STUDY TEXT:
- - -

# Emergency Time Off?



## lifeblows10 (Feb 24, 2021)

When I was checking to see if my closure pay was added on my check (which it wasn’t,) I couldn’t help but notice there was a section of my time off that has never ever accrued before that all of a sudden did. Emergency Time Off? WTF is that? Anyone have insight?


----------



## Zxy123456 (Feb 24, 2021)

lifeblows10 said:


> When I was checking to see if my closure pay was added on my check (which it wasn’t,) I couldn’t help but notice there was a section of my time off that has never ever accrued before that all of a sudden did. Emergency Time Off? WTF is that? Anyone have insight?


I believe there was another thread about this yesterday. I think it’s a covid thing.


----------



## Hardlinesmaster (Feb 24, 2021)

Emergency Time Off
					

I was looking at my pay slip on line, and noticed a new box : EMERGENCY TIME OFF.  It is where they list accrued benefits like sick time, personal time, and vacation. Does anyone know what this is?




					www.thebreakroom.org


----------



## arh0619 (Mar 3, 2021)

I was told its for Covid Vaccinations. not exactly sure how it works....


----------



## Hardlinesmaster (Mar 3, 2021)

arh0619 said:


> I was told its for Covid Vaccinations. not exactly sure how it works....


You get 4 hours paid for a shot.


----------



## Noiinteam (Mar 3, 2021)

I asked and was told by hr it is for anything covid related.


----------

- - -

SUPPLIED DATA:
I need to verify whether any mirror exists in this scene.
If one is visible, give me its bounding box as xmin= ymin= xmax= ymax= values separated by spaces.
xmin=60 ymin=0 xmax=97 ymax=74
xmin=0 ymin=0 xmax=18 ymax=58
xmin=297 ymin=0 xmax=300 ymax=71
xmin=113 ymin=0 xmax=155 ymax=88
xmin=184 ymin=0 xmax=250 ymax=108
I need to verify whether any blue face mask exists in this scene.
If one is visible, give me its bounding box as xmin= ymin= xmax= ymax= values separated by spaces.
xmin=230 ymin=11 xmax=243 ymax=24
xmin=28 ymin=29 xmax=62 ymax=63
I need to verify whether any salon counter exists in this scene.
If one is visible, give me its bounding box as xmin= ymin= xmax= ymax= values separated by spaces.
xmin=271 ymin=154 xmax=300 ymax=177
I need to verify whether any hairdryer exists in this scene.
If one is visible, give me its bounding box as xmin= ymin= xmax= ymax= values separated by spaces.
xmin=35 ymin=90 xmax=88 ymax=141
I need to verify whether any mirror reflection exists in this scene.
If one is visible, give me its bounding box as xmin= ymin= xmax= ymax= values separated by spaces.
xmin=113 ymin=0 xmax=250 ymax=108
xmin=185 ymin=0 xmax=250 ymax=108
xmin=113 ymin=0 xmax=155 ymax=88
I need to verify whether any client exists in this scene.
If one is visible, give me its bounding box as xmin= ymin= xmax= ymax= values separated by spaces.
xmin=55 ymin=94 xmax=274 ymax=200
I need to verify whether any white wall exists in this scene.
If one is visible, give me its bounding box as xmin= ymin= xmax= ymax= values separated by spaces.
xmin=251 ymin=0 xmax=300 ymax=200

- - -

EXERCISE REQUIREMENTS:
[1] Update the Emergency Time Off thread: give it again from "# Emergency Time" up to and including "Zxy123456 (Feb 24, 2021)", with "closure pay" changed to "holiday pay".
[2] In the Emergency Time Off thread, how many paid hours does one get for a shot?

SOLVED TASKS:
[1]
# Emergency Time Off?



## lifeblows10 (Feb 24, 2021)

When I was checking to see if my holiday pay was added on my check (which it wasn’t,) I couldn’t help but notice there was a section of my time off that has never ever accrued before that all of a sudden did. Emergency Time Off? WTF is that? Anyone have insight?


----------



## Zxy123456 (Feb 24, 2021)

[2] 4 hours.